Items listed in a dataset:
══════════════════════════════

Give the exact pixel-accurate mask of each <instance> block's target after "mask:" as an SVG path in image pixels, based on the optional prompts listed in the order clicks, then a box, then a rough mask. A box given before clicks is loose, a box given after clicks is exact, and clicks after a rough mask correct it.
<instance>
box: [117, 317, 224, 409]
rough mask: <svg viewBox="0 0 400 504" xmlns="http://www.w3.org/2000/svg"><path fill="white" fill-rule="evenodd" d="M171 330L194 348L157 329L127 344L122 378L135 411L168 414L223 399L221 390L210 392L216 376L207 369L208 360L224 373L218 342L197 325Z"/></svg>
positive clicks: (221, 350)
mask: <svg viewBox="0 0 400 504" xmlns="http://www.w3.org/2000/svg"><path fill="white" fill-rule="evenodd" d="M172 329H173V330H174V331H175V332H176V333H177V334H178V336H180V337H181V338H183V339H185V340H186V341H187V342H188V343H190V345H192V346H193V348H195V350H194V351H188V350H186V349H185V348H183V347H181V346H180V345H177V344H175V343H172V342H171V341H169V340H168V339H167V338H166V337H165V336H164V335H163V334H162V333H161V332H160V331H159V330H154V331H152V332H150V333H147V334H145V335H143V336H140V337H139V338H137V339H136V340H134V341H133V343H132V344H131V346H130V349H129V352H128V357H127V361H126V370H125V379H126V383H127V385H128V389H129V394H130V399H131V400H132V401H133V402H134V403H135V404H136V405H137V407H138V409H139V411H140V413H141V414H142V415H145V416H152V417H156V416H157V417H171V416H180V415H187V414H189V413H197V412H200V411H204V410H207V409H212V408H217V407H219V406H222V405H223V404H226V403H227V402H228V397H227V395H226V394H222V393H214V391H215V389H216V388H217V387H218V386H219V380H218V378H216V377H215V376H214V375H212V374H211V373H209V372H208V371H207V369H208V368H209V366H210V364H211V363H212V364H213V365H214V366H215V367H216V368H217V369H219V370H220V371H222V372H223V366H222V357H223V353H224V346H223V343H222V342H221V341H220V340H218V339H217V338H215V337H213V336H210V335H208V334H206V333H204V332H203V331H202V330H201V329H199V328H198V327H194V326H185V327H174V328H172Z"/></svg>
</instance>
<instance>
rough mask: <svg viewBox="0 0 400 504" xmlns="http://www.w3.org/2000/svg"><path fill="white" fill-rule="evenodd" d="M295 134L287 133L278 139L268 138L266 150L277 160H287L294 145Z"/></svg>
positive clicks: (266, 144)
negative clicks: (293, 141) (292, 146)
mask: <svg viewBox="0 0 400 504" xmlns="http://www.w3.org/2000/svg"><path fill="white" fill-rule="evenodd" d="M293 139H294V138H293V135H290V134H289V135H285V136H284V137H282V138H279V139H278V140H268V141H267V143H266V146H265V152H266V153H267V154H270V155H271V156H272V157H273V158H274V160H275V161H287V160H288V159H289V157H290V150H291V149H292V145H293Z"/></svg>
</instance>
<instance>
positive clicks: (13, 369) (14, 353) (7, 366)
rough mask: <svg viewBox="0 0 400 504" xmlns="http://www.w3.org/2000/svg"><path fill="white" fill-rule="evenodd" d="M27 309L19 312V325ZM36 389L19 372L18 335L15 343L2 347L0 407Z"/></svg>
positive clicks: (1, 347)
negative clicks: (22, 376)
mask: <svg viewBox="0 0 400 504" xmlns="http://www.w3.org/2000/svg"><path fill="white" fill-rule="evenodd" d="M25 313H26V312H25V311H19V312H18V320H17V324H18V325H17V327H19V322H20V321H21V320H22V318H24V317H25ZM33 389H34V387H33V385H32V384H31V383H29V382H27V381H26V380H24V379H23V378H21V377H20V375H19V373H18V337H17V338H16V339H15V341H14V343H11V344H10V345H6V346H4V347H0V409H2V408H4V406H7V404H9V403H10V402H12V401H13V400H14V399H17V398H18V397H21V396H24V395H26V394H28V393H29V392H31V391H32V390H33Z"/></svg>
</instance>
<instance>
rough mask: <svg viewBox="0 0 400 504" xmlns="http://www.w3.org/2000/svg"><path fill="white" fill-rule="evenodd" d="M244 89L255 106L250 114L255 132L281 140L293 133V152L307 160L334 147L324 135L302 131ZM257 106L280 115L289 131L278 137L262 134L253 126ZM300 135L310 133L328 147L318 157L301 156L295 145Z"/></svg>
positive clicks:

══════════════════════════════

JOB ITEM —
Write out again, word for word, everything from the start of the material down through the line containing "box: [117, 317, 224, 409]", including that line.

ANSWER TO THIS EXERCISE —
Give the exact pixel-accurate mask of each <instance> block's target after "mask:" as an SVG path in image pixels, based on the optional prompts listed in the order clicks, then a box, then a rough mask. A box given before clicks is loose, a box given after clicks is exact, and clicks after a rough mask correct it.
<instance>
box: [117, 317, 224, 409]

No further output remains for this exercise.